→ **WORK REQUEST**: Could you show every line of the data that contains the string "before"? Match it with case taken into account.

→ **RECORDS SUPPLIED**:
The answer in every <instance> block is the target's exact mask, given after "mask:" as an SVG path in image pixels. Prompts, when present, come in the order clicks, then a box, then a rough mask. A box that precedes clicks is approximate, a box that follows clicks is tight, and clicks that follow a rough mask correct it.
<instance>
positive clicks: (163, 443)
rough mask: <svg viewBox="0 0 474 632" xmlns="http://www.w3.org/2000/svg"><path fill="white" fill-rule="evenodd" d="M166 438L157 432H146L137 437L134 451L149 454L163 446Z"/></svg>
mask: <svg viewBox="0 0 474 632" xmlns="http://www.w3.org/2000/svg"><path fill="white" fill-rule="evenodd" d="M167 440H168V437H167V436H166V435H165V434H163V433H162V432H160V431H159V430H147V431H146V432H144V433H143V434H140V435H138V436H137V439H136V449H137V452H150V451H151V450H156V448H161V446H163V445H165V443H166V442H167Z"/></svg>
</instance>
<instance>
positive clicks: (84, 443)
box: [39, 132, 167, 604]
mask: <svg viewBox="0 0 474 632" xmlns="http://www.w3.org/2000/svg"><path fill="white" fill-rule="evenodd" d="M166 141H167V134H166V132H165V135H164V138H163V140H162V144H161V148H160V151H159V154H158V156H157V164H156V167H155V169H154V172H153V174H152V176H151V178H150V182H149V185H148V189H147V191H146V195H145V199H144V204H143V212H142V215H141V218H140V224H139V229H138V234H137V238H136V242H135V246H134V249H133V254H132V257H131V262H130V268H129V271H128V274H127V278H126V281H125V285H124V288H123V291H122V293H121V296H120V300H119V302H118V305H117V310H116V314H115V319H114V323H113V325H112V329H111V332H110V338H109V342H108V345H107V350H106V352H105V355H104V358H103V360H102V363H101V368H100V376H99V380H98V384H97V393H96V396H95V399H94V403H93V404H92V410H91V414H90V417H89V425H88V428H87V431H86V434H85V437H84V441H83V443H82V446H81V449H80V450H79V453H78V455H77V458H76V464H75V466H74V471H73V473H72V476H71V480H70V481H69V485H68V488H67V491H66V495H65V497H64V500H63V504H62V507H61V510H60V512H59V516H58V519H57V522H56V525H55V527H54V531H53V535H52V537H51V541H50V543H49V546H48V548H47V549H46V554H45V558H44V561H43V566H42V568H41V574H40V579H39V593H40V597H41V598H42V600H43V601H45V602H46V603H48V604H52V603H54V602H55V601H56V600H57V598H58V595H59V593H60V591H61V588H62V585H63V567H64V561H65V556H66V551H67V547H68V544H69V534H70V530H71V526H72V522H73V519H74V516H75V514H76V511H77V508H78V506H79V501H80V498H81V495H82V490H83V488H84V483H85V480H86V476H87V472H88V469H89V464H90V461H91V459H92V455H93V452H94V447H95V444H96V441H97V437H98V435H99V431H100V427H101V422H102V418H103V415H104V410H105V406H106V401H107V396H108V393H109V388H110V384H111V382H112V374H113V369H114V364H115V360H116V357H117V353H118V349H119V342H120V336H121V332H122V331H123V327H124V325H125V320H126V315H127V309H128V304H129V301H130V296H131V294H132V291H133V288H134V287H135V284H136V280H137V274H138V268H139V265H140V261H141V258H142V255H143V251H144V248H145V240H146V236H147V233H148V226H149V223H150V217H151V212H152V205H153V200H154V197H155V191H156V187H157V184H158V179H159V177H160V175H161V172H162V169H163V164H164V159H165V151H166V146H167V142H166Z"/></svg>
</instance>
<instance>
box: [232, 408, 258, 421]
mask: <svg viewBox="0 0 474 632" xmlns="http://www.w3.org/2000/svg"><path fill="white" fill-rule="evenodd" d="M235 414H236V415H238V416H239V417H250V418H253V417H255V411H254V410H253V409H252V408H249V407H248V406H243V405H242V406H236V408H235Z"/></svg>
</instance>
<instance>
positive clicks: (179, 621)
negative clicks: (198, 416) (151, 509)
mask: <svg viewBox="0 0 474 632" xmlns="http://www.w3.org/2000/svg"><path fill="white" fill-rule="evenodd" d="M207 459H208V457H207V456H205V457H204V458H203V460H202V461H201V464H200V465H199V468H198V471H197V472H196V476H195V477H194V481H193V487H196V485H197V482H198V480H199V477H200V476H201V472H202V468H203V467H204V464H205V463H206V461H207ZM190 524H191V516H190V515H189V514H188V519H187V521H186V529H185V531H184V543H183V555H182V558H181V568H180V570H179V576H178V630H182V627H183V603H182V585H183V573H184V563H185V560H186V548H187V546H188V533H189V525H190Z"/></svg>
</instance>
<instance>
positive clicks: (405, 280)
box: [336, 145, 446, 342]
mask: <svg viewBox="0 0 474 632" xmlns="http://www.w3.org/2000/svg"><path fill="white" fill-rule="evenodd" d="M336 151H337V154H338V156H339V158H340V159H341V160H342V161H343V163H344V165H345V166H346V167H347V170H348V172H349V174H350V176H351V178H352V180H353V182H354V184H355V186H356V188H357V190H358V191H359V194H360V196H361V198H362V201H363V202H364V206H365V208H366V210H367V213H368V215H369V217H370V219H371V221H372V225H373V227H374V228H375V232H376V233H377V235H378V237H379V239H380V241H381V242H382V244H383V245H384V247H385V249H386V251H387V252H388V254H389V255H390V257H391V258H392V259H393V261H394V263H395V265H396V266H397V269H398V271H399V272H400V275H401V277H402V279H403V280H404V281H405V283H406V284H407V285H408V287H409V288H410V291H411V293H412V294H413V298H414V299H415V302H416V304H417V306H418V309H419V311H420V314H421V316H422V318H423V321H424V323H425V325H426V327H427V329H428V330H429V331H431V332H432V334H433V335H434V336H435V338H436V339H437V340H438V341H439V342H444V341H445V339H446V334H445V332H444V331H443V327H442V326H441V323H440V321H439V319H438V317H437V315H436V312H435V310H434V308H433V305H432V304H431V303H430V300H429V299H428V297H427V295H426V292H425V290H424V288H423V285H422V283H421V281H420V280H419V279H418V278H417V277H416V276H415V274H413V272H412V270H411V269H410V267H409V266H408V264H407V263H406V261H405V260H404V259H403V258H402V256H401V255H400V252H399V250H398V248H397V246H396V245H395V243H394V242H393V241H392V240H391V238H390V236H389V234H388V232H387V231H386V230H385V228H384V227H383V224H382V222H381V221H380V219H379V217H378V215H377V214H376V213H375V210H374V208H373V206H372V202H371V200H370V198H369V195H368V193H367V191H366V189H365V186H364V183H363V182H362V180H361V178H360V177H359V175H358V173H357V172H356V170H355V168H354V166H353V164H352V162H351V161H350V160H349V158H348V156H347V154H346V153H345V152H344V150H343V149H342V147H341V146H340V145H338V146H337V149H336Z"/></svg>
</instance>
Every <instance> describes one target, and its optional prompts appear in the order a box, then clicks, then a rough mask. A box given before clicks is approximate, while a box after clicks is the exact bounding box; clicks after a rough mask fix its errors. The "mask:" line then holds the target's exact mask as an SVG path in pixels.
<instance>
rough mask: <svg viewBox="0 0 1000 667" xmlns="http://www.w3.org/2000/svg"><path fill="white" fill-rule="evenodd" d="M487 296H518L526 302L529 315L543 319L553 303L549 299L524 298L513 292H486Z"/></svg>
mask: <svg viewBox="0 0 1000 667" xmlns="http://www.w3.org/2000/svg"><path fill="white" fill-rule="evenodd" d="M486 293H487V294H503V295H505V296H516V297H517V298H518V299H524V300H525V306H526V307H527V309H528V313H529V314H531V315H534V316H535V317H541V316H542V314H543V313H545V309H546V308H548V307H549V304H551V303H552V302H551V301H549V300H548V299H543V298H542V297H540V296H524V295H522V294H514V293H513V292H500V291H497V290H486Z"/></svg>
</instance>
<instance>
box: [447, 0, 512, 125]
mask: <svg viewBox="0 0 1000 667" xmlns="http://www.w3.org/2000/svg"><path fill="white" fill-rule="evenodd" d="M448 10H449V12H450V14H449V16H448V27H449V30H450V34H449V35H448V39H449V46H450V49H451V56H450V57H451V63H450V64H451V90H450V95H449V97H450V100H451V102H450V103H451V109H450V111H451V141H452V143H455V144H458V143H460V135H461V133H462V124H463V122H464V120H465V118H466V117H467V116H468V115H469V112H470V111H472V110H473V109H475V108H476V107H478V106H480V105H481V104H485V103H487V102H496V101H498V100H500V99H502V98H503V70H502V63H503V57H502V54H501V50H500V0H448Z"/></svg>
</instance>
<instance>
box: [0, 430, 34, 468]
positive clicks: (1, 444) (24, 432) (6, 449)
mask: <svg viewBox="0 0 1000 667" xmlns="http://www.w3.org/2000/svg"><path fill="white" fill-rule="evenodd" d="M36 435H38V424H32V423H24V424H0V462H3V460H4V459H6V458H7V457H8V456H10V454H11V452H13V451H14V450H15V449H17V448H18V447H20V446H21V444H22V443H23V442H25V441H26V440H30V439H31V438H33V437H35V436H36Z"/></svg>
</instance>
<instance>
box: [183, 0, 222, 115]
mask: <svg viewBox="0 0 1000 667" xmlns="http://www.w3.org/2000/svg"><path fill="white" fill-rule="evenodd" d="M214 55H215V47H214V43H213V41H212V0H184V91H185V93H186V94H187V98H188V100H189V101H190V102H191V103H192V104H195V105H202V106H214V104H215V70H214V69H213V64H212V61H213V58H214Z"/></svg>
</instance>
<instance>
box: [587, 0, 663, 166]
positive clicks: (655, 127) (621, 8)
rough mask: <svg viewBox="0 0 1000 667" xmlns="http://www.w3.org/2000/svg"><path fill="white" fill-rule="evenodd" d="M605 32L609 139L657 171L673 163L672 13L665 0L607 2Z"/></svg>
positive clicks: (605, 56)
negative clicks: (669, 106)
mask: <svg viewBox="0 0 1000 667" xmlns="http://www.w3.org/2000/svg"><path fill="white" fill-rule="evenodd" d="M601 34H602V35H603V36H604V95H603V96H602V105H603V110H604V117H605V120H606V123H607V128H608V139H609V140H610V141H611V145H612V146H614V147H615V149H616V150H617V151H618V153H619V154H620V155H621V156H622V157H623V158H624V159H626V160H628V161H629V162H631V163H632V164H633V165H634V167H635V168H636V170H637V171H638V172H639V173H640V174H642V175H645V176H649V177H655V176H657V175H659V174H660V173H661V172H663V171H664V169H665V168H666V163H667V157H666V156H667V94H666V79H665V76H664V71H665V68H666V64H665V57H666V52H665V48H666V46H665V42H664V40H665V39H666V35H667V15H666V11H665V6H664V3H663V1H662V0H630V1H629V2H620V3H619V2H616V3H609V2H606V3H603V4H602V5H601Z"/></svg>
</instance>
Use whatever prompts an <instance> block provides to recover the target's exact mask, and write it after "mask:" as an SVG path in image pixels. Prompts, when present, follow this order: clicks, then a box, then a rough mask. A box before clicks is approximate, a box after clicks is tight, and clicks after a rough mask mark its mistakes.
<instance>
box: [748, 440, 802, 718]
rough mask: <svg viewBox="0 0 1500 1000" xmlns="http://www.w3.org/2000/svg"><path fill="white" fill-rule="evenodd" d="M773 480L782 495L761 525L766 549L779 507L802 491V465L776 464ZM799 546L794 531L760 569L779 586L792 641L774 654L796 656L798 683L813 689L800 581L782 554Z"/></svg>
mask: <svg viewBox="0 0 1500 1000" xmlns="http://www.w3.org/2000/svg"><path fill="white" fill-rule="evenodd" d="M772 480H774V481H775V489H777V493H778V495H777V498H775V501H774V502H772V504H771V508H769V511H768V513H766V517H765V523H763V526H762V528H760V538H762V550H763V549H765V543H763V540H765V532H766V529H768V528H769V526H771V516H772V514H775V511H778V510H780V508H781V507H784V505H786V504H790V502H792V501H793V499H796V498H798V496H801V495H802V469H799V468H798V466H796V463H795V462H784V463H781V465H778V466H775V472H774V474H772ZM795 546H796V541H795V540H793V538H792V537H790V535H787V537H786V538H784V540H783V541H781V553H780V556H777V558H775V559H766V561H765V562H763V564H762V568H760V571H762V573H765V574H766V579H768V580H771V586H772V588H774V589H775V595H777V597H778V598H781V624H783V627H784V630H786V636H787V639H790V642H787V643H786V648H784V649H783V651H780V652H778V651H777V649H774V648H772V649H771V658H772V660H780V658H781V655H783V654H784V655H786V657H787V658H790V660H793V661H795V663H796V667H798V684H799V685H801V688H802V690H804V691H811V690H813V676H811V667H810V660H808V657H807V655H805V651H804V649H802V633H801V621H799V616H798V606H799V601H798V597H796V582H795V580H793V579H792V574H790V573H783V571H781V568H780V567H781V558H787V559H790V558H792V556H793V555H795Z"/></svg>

→ **ANSWER BELOW**:
Every <instance> describes one target, and its optional prompts appear in the order a box, then clicks, then a rough mask. A box given before clicks is approximate, while a box after clicks is the exact bounding box; clicks after a rough mask fix its errors. The "mask:" line then holds the target's exact mask as an SVG path in pixels.
Use whatever prompts an <instance> block provides to recover the target's exact mask, and write it after "mask:" as an SVG path in image pixels. Prompts, when present, follow this order: clicks, then a box, then a rough mask. A box before clicks is approximate, a box after clicks is tight, and clicks after a rough mask mark its mistakes.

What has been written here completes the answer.